__Challenge__
In one to three sentences, explain why the Sophia AI administrator guide's upload command for "internal-guide.pdf" uses different tags than the one for "document.txt".

***** Text block

Edit Page

Sophia AI - Administrator Guide

Overview

This guide provides comprehensive information for system administrators managing the Sophia AI service, including knowledge base management, user administration, system monitoring, and maintenance procedures.

Knowledge Base Management

File Upload and Management

Supported File Formats

  • Text Files: .txt, .md (Markdown)

  • Documents: .pdf, .html

  • Encoding: UTF-8 recommended for all text files

Uploading Files

Using HTTP API:

# Upload a public file
FILE="document.txt"
http -a admin:password --form POST :8080/docs.files?wm=upsert \
  @${FILE} metadata="{\"filename\": \"${FILE}\", \"tags\": [\"public\"]}"

# Upload a private file with specific tags
FILE="internal-guide.pdf"
http -a admin:password --form POST :8080/docs.files?wm=upsert \
  @${FILE} metadata="{\"filename\": \"${FILE}\", \"tags\": [\"internal\", \"staff\"]}"

File Metadata Configuration

Required Fields:

  • filename: Original filename

  • tags: Array of access control tags

Optional Fields:

  • description: File description

  • category: Content category

  • author: Content author

  • version: Document version

  • lastUpdated: Last update timestamp

Example Metadata:

{
  "filename": "user-manual.pdf",
  "tags": ["public", "documentation"],
  "description": "Complete user manual for Sophia system",
  "category": "documentation",
  "author": "Support Team",
  "version": "2.1",
  "lastUpdated": "2024-01-15"

**********
***** Data rows

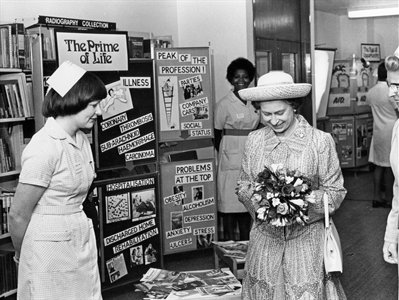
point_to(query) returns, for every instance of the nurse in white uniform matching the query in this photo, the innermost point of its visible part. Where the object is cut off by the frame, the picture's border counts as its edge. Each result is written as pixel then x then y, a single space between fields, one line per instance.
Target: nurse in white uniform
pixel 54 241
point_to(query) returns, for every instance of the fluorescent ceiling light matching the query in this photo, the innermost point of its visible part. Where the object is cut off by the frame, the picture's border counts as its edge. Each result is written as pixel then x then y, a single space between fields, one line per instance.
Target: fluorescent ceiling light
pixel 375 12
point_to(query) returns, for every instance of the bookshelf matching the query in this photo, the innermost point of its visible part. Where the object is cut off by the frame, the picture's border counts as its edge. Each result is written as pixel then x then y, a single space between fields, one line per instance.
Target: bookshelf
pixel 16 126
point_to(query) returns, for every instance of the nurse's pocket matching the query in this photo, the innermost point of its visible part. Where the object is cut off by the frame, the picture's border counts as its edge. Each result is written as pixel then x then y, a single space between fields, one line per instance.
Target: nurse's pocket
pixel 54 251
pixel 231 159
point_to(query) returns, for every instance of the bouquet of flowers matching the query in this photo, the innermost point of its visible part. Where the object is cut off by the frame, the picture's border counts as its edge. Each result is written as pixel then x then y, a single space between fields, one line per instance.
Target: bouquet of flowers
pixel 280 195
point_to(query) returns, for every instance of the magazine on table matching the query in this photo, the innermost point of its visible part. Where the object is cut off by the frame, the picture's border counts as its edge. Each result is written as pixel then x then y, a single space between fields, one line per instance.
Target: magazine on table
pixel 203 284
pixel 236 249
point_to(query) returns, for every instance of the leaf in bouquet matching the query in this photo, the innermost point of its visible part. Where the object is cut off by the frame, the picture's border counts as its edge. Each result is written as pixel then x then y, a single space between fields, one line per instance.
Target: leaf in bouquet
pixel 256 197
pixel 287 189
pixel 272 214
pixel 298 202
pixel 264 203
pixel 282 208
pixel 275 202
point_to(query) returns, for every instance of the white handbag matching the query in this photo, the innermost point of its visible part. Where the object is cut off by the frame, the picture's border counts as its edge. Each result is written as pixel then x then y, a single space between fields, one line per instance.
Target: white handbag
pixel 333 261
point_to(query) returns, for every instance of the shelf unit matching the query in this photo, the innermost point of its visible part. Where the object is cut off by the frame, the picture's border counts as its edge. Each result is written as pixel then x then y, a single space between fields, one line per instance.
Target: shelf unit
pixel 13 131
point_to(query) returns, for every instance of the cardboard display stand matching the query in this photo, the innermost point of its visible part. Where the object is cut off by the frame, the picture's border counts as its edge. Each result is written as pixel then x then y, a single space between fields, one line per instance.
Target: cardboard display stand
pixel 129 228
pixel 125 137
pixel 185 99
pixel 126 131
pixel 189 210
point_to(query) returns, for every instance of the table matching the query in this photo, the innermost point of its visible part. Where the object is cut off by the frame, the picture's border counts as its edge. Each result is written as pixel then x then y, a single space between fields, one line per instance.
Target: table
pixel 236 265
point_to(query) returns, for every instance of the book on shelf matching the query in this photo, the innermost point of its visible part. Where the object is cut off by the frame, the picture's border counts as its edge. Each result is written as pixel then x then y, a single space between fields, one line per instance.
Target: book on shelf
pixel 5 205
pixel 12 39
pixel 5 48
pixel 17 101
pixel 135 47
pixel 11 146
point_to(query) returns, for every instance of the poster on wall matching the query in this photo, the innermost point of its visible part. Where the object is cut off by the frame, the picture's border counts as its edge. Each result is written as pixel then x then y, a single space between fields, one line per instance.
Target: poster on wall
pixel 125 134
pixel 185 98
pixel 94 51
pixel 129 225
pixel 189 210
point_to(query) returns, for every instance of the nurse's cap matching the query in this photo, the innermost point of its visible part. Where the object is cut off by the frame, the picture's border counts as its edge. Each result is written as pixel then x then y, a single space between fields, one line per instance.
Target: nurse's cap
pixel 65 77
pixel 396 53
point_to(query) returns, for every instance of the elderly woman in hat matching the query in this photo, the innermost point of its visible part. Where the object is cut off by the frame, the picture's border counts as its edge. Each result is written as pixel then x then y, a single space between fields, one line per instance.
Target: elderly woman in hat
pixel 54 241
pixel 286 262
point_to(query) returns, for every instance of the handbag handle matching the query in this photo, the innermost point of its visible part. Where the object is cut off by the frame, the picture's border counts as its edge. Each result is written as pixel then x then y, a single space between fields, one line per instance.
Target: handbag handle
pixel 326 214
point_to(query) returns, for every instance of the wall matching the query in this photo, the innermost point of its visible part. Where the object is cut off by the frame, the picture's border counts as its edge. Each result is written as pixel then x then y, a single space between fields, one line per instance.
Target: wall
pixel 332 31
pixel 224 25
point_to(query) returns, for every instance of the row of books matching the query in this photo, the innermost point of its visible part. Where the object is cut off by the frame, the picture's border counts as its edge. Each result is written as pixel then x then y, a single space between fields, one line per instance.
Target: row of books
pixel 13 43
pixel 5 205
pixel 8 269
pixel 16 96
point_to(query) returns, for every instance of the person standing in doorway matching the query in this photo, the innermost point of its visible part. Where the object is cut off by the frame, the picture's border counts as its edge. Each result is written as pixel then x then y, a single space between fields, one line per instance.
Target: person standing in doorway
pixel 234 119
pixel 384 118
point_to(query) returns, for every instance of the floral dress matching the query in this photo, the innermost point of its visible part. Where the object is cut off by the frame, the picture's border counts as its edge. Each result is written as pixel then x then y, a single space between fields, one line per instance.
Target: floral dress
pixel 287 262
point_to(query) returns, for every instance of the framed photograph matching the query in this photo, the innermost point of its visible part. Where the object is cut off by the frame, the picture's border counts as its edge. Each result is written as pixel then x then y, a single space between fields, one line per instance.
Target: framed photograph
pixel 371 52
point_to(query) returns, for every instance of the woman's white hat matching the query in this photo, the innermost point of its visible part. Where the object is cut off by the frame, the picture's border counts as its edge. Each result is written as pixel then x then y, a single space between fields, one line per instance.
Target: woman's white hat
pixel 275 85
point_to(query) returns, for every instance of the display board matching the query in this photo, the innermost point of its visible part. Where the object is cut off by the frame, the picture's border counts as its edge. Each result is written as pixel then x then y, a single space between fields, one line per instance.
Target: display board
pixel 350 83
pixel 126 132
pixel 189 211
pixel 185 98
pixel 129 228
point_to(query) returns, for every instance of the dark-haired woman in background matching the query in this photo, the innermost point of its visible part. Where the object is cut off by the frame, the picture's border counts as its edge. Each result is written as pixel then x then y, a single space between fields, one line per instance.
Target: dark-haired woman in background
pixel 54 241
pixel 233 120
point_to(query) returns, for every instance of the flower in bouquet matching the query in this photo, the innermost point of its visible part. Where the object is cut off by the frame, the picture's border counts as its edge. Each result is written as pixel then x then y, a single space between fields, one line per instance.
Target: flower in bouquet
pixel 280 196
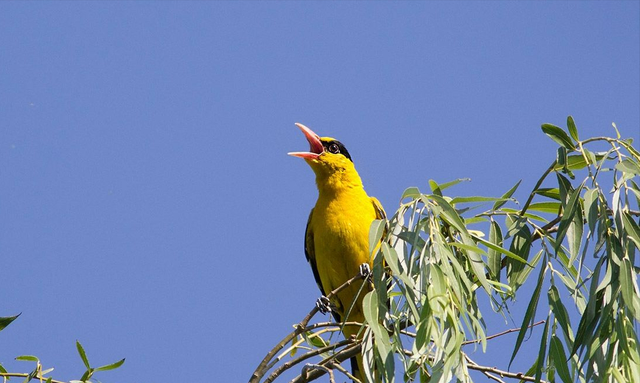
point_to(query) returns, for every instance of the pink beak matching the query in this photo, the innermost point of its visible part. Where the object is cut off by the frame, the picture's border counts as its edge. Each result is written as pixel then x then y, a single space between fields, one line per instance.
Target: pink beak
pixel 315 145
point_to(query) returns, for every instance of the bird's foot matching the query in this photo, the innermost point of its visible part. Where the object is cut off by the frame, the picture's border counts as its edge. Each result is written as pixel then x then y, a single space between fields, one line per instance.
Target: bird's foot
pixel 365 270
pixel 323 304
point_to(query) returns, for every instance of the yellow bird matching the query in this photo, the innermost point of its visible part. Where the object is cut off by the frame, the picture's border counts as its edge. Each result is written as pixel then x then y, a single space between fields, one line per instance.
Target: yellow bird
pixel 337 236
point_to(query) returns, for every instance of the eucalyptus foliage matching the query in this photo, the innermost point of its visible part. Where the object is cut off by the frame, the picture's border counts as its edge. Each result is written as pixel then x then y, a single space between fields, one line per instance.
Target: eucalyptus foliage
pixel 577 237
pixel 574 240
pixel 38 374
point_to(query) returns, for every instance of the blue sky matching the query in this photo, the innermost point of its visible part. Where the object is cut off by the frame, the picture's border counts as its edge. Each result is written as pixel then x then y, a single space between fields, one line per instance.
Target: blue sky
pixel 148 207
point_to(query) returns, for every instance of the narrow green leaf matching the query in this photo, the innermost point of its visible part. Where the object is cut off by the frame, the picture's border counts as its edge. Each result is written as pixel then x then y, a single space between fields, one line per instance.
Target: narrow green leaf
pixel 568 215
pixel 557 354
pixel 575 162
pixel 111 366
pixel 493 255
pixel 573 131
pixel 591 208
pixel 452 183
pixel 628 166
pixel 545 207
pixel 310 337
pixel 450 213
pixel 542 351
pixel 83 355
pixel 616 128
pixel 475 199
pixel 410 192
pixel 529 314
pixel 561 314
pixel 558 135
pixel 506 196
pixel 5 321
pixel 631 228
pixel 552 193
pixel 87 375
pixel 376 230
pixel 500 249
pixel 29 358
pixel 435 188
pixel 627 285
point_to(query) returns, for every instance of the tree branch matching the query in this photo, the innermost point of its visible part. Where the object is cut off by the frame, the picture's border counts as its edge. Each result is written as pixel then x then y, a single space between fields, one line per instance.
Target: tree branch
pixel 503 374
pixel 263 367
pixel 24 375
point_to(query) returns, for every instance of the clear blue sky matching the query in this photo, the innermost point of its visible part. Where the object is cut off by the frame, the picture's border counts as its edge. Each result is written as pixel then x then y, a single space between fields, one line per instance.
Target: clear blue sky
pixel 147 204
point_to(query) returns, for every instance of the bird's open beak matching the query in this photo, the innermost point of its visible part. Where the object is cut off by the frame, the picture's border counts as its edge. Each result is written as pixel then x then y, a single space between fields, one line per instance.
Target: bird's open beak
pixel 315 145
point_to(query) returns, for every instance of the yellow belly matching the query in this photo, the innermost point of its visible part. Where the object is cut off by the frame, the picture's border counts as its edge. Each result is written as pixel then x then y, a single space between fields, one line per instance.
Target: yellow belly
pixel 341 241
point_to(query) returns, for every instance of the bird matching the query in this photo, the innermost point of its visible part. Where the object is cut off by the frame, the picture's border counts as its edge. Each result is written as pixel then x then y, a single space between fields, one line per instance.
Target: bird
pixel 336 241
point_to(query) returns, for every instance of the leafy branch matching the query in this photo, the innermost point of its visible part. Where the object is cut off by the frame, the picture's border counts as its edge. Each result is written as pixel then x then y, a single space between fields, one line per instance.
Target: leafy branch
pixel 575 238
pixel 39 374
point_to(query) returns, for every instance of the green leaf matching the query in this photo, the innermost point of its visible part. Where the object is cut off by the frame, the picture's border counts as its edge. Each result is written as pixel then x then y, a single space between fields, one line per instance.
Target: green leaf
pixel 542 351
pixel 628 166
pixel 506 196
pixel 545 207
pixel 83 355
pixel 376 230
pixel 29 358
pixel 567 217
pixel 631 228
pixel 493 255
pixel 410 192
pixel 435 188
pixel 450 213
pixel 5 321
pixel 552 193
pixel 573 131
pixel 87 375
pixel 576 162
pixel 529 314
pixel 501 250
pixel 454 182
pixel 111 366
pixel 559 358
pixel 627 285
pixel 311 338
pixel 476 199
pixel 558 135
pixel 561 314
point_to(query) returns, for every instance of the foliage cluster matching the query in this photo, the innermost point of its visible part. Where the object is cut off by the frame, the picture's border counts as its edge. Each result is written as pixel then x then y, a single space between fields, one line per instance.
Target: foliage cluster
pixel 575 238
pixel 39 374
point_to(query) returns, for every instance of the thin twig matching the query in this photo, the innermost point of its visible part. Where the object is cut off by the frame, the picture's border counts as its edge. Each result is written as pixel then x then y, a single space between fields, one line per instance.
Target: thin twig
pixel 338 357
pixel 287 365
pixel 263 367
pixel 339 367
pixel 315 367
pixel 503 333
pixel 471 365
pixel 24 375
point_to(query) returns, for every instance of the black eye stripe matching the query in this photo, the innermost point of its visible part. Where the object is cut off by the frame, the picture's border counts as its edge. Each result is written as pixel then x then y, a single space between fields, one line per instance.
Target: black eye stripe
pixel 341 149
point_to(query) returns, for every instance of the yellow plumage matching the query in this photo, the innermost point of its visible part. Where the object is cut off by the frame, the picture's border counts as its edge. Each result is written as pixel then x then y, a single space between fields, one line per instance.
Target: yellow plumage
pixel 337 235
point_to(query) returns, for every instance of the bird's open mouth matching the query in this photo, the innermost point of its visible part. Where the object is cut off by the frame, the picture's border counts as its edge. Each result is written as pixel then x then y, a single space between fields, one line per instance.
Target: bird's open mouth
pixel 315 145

**********

__Solution for this task__
The tags field holds access control tags, so a file's tags set who can reach it. "document.txt" is uploaded as a public file with the "public" tag. "internal-guide.pdf" is a private file, so it gets the "internal" and "staff" tags instead.